### Excerpts of location labeling data
════════

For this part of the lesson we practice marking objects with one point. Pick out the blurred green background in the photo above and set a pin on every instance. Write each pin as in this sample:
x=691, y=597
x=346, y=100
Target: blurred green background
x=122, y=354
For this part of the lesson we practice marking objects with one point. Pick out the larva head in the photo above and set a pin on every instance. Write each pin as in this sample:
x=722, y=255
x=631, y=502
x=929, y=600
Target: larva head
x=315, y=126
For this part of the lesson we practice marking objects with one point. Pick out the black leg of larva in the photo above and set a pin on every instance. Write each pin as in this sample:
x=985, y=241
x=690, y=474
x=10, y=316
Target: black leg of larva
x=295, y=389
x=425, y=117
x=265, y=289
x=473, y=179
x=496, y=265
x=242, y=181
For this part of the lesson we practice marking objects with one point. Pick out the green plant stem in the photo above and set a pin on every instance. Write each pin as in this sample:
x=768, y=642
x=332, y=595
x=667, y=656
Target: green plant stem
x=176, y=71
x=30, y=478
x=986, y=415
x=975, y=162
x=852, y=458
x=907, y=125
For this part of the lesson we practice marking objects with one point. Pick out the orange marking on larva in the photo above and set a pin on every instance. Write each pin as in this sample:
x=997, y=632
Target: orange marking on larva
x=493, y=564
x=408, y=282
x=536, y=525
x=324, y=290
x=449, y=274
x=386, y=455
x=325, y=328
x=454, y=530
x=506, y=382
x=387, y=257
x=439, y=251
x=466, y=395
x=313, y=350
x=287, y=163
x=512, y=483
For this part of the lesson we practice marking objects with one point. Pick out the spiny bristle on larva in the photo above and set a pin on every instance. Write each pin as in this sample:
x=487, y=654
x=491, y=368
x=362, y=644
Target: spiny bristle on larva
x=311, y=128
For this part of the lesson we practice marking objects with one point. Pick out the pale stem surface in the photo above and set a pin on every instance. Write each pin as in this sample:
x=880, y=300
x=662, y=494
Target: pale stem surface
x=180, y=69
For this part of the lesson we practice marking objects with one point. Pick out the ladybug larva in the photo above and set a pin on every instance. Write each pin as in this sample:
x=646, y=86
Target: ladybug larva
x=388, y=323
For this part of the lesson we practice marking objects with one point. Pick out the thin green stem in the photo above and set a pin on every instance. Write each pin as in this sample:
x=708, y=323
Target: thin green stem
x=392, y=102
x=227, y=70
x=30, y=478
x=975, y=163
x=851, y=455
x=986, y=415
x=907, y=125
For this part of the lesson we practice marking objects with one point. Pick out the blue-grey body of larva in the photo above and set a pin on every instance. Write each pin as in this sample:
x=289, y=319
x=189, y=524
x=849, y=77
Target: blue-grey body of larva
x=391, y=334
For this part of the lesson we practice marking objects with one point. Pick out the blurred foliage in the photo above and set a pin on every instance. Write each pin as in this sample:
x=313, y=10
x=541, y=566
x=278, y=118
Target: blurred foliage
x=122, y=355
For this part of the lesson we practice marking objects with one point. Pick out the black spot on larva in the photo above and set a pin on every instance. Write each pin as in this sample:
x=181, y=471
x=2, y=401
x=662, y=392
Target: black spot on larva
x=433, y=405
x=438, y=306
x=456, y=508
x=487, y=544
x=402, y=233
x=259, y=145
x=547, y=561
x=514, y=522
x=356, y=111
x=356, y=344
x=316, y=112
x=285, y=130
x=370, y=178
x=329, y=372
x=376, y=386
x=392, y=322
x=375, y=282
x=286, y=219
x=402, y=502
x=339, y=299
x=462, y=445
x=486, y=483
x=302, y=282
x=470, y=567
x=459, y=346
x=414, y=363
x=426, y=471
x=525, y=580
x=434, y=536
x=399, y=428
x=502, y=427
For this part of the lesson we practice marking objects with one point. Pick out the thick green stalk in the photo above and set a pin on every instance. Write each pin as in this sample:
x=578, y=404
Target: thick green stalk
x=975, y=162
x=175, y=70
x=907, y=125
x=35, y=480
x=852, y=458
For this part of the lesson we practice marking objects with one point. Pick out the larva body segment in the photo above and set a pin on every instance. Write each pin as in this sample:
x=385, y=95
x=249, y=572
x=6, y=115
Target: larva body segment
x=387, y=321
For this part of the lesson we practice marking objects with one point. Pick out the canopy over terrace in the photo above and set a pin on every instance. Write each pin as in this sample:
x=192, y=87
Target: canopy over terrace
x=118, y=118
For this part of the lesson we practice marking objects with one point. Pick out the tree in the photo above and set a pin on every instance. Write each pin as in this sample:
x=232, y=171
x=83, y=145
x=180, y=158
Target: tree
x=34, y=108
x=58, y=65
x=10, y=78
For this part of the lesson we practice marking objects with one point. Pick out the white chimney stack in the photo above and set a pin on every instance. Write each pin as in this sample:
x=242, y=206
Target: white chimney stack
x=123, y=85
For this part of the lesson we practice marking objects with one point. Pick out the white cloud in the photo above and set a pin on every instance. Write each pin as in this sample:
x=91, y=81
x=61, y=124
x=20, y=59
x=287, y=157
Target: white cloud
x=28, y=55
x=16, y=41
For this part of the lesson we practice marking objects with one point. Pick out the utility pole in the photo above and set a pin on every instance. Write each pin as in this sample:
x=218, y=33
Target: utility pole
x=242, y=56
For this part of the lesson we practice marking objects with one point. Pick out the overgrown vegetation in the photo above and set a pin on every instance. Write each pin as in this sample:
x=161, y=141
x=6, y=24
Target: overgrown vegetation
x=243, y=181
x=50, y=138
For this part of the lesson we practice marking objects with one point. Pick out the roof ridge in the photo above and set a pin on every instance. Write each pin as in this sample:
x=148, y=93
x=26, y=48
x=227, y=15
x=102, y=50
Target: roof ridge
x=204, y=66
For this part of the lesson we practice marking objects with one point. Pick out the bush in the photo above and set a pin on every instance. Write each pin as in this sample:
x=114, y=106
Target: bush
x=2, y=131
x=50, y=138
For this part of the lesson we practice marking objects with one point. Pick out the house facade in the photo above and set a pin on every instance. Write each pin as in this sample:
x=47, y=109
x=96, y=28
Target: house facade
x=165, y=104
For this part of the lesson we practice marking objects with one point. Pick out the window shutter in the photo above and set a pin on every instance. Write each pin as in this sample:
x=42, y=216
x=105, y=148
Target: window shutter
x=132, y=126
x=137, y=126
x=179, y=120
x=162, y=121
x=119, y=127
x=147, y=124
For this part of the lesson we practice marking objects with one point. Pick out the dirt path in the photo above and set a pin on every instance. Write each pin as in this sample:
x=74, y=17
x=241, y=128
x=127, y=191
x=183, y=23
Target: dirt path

════════

Can you copy the listing from its start through the line containing "x=242, y=181", requests included, with each answer coordinate shifted by -54?

### Result
For this part of the lesson we practice marking objects with one point. Pick out the blurred green background in the photo above and set a pin on every instance. Write each pin as in this sample:
x=691, y=597
x=346, y=100
Target: blurred green background
x=68, y=300
For this part of the lesson we practice marking objects with one point. Pick out the larva head in the photo above and set a pin on every instance. Write each pin as in this sample:
x=722, y=255
x=631, y=502
x=929, y=600
Target: larva head
x=261, y=72
For this part of the lesson we practice marking objects with one point. Pick out the black leg of larva in the photo above and set a pin on every instance. Write each pin as in this sample:
x=985, y=241
x=690, y=474
x=10, y=316
Target: black leg of larva
x=241, y=335
x=371, y=63
x=211, y=235
x=419, y=125
x=442, y=211
x=188, y=127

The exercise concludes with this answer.